*WHAT YOU HAVE TO DO*. Retype exactly the stretch of lines that begins at the line containing "Look at the photo above. For each instance of the metal" and ends at the last line of the data, with no other lines.

Object position labeling entries

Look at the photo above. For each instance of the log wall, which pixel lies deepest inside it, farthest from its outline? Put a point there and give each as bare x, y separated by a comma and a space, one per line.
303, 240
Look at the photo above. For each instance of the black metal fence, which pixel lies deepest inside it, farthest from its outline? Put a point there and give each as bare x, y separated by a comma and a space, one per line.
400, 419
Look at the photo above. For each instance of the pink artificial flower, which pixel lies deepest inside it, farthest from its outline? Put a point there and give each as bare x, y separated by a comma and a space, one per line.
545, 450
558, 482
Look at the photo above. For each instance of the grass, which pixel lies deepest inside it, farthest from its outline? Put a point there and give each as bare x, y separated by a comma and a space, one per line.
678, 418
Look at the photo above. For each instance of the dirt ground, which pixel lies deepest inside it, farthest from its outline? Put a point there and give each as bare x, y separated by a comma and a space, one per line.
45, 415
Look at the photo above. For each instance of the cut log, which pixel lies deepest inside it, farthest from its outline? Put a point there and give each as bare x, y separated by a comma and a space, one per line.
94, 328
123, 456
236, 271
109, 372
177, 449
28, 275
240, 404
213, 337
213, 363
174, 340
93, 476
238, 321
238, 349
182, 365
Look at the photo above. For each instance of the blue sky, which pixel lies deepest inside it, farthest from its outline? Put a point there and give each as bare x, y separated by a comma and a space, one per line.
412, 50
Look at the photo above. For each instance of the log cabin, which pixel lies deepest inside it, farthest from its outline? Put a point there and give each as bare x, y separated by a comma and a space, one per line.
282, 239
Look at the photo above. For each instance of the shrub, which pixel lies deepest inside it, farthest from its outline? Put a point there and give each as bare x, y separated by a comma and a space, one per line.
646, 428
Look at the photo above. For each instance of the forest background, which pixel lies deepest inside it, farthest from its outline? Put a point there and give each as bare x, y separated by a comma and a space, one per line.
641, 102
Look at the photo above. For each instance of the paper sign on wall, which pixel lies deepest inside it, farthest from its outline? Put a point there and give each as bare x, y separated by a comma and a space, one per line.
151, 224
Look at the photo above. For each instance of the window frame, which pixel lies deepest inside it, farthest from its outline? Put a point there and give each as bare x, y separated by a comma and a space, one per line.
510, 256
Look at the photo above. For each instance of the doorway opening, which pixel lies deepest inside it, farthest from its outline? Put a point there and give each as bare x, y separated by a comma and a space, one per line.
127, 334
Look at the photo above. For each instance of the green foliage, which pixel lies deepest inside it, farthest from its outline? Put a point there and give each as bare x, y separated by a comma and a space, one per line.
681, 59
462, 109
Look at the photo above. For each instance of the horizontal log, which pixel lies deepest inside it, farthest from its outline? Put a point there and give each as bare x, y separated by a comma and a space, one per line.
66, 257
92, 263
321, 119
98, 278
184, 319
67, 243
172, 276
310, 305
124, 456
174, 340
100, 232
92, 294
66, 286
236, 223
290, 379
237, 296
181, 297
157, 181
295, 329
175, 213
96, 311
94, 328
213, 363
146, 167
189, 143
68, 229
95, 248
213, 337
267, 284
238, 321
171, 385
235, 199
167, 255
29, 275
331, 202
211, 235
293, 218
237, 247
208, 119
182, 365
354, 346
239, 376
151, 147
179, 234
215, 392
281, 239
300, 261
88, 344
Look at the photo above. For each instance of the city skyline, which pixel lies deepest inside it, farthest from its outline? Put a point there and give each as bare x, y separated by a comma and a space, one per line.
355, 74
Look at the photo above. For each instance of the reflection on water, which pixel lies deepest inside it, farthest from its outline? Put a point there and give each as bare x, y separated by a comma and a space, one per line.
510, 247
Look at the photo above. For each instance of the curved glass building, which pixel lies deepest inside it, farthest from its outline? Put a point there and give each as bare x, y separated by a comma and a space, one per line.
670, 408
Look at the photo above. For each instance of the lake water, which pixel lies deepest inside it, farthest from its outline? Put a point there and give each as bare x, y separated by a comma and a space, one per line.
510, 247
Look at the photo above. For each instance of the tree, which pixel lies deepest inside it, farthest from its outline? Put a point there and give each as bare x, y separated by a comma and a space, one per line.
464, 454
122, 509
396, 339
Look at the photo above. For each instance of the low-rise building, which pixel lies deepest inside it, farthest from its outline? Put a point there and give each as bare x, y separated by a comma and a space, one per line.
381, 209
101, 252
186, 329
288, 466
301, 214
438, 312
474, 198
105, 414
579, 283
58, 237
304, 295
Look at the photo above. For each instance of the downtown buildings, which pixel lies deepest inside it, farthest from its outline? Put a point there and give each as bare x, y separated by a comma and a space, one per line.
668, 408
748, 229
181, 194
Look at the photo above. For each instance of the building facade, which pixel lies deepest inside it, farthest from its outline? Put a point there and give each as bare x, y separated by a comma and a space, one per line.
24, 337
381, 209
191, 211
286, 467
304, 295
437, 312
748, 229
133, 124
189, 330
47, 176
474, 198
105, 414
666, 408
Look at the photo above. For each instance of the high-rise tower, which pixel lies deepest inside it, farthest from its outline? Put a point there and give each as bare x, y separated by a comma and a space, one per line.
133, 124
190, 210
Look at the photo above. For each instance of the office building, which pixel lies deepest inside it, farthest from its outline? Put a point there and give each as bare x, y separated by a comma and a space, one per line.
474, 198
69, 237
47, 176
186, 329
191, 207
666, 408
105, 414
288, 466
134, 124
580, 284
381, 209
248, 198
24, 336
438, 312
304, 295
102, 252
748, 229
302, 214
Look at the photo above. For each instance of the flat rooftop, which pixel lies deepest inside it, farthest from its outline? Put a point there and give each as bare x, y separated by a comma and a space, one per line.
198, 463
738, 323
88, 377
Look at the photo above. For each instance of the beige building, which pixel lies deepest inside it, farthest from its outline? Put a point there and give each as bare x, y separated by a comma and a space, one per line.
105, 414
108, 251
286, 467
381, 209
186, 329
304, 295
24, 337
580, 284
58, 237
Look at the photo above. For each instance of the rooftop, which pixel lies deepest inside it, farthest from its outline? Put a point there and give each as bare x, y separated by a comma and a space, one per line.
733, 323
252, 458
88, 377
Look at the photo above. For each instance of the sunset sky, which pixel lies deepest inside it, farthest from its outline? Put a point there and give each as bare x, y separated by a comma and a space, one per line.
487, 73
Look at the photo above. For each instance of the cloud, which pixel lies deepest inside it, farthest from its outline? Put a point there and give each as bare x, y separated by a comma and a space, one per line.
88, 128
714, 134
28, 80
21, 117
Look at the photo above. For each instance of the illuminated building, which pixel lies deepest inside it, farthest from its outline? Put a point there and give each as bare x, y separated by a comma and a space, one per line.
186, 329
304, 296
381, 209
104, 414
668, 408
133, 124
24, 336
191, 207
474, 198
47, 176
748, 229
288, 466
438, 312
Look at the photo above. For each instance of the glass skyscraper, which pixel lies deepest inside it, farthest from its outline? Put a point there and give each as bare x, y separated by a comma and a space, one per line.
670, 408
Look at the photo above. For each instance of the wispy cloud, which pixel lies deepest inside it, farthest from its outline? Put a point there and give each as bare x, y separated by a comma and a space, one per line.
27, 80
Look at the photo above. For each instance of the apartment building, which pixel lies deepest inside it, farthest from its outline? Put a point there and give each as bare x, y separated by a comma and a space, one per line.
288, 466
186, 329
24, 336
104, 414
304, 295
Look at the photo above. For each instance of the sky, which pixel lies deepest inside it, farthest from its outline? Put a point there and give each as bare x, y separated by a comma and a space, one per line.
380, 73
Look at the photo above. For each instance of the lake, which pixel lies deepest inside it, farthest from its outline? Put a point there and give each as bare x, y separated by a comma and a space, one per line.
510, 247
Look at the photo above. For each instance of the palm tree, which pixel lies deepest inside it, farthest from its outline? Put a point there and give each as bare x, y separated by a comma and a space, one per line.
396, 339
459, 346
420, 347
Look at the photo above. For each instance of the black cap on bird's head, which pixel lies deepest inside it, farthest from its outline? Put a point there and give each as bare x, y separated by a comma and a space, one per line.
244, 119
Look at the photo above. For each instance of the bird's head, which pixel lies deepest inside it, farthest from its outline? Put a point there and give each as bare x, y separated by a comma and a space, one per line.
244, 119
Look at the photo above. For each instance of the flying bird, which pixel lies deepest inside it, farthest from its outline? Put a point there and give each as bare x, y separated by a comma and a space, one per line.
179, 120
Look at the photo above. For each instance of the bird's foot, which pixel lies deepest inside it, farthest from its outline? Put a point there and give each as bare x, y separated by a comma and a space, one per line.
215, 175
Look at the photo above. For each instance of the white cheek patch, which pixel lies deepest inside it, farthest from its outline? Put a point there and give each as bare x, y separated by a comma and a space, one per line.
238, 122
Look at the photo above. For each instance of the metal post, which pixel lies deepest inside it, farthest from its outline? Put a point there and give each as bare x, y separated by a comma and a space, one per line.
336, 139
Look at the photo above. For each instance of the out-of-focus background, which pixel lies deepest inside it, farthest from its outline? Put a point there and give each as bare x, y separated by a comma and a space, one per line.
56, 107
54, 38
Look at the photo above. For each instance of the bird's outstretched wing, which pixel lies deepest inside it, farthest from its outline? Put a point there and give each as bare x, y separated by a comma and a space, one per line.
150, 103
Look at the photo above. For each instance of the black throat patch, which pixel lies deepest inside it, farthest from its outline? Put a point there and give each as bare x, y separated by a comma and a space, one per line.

*OUTPUT*.
Look at the photo above. For each instance of the metal post, which pixel lies deepest inside it, farthest from its outline? Put a point there and give each as bare x, y separated by a comma and a space, one per line.
336, 139
Look at the photo above. For each instance of the out-of-focus background, which pixel lies deepest inside it, farthest from its outline? Put a point there and give each as bare x, y separated by a comma and a space, one per line.
56, 107
54, 38
Look at the photo above. For each instance of the bird's outstretched wing, which pixel lies deepest inside it, farthest from its outline? Put a point there and give each as bare x, y separated by a comma and a space, one per line.
150, 103
Look at the photo above. For each instance of the black throat patch, which pixel lies deepest inside it, farthest from its outline? Put a point there and give each as bare x, y separated by a comma and a space, one per line.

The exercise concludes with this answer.